Point annotations for photos:
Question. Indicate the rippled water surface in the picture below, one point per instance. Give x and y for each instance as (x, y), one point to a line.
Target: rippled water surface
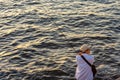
(36, 38)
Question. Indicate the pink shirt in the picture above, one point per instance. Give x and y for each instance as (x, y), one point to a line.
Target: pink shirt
(83, 70)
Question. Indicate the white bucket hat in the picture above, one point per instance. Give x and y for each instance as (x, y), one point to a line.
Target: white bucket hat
(84, 47)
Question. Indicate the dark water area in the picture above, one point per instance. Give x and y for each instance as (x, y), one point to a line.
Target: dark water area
(36, 38)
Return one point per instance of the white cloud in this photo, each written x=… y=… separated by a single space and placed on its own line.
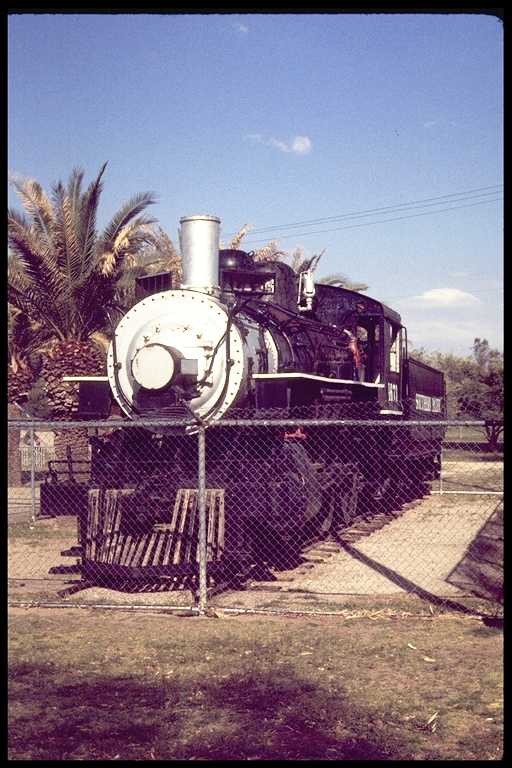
x=299 y=145
x=444 y=298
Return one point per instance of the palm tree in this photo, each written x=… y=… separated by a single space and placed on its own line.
x=63 y=275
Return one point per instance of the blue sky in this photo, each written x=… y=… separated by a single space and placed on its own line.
x=274 y=120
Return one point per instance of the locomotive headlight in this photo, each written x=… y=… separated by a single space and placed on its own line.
x=153 y=366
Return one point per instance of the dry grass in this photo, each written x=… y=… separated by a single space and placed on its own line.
x=94 y=685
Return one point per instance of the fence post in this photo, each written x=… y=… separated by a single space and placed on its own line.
x=441 y=471
x=201 y=502
x=33 y=473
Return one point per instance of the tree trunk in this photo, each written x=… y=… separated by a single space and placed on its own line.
x=72 y=444
x=14 y=476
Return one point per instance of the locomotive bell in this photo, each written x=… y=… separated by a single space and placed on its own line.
x=199 y=243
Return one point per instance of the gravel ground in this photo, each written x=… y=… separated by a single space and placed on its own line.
x=417 y=550
x=421 y=547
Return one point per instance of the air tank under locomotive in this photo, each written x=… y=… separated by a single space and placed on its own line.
x=243 y=338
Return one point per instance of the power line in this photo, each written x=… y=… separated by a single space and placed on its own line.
x=465 y=195
x=399 y=298
x=371 y=223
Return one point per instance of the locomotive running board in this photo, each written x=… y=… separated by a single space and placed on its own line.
x=314 y=377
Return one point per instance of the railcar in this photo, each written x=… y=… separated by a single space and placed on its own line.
x=246 y=339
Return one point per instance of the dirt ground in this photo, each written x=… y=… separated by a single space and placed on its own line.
x=367 y=685
x=415 y=552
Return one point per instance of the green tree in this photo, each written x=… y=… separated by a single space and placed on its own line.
x=474 y=385
x=63 y=275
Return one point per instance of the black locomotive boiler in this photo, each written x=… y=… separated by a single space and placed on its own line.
x=246 y=339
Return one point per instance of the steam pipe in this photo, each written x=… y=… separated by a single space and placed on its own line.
x=199 y=243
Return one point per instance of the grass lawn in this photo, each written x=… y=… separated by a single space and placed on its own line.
x=97 y=685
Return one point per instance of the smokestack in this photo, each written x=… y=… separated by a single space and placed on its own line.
x=199 y=243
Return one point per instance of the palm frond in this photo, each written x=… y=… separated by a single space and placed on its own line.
x=37 y=205
x=88 y=209
x=35 y=258
x=135 y=206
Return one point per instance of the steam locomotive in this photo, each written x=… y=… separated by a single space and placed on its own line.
x=251 y=339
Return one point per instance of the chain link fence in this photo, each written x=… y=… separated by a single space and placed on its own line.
x=270 y=515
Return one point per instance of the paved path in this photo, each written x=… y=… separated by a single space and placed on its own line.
x=421 y=548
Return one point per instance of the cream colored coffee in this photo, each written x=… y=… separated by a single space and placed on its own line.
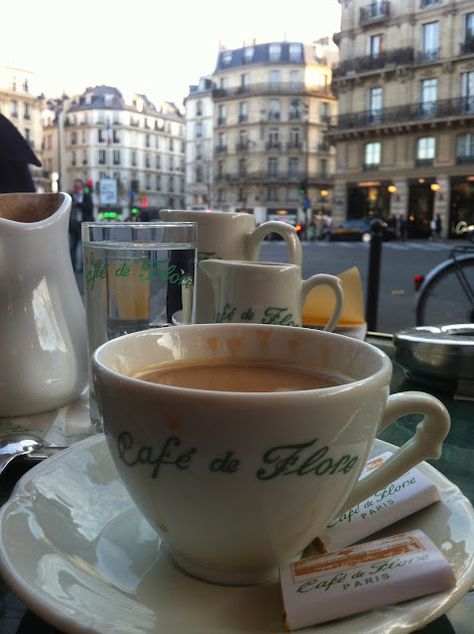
x=233 y=375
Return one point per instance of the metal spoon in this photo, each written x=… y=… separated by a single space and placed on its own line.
x=15 y=445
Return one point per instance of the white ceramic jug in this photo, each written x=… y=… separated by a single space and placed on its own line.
x=43 y=342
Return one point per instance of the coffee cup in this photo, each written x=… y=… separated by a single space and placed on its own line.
x=229 y=236
x=240 y=442
x=265 y=292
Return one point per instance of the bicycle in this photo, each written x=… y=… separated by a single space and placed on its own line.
x=446 y=294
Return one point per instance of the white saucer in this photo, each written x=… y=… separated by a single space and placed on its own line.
x=77 y=551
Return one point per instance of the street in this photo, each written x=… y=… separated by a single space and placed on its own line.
x=401 y=261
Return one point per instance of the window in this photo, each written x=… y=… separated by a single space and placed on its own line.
x=430 y=41
x=295 y=78
x=275 y=78
x=465 y=148
x=429 y=95
x=469 y=31
x=375 y=46
x=294 y=110
x=274 y=52
x=372 y=155
x=273 y=110
x=294 y=138
x=293 y=167
x=374 y=105
x=248 y=54
x=226 y=58
x=295 y=53
x=272 y=194
x=272 y=167
x=425 y=151
x=243 y=112
x=467 y=91
x=222 y=115
x=324 y=112
x=273 y=138
x=323 y=166
x=244 y=80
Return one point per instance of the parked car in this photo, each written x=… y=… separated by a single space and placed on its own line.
x=359 y=230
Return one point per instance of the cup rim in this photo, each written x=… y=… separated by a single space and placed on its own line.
x=381 y=375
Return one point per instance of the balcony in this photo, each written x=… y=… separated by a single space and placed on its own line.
x=461 y=107
x=290 y=88
x=374 y=12
x=368 y=63
x=467 y=47
x=425 y=57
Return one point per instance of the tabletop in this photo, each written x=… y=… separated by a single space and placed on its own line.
x=456 y=463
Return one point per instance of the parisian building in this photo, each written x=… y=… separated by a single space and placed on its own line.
x=101 y=136
x=404 y=133
x=271 y=107
x=20 y=104
x=199 y=145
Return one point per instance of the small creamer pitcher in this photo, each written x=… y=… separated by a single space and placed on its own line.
x=43 y=343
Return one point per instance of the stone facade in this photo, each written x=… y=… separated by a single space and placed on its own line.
x=271 y=107
x=404 y=135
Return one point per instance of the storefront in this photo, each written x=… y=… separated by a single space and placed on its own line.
x=421 y=198
x=461 y=212
x=368 y=199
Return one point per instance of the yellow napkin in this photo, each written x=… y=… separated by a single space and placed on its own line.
x=320 y=302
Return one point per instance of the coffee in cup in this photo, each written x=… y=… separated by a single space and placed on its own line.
x=239 y=483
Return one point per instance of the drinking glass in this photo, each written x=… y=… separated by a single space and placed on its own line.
x=136 y=276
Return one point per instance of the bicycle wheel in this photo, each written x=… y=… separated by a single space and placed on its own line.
x=448 y=296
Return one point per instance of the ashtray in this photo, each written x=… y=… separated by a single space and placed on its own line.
x=442 y=354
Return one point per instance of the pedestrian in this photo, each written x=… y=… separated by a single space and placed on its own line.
x=15 y=156
x=403 y=228
x=82 y=210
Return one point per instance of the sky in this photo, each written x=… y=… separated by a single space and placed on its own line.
x=146 y=46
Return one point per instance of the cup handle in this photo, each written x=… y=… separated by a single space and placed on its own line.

What is asked: Please copy out, unchanged, every line from the one containing "Return one point per instance of the tree" through the one containing "x=314 y=377", including both.

Completed task:
Return one point per instance of the tree trunk in this photo, each written x=… y=… separated by a single space and placed on its own line.
x=72 y=444
x=14 y=476
Return one point per instance of the locomotive bell in this photo, each written x=… y=… separated by a single space and placed on its own line.
x=199 y=243
Return one point per instance of the gravel ground in this photo, each written x=… y=… separated by a single space and placed on its own line.
x=417 y=550
x=421 y=547
Return one point per instance of the air tank under locomotive in this photo, each written x=… y=… separated by a single space and placed on its own line.
x=243 y=338
Return one point per instance of the power line in this photo, each written x=… y=… separated by a single space and placed on its own line.
x=465 y=195
x=399 y=298
x=371 y=223
Return one point per instance of the locomotive running board in this photo, each written x=… y=… separated by a single space and placed on its own line.
x=314 y=377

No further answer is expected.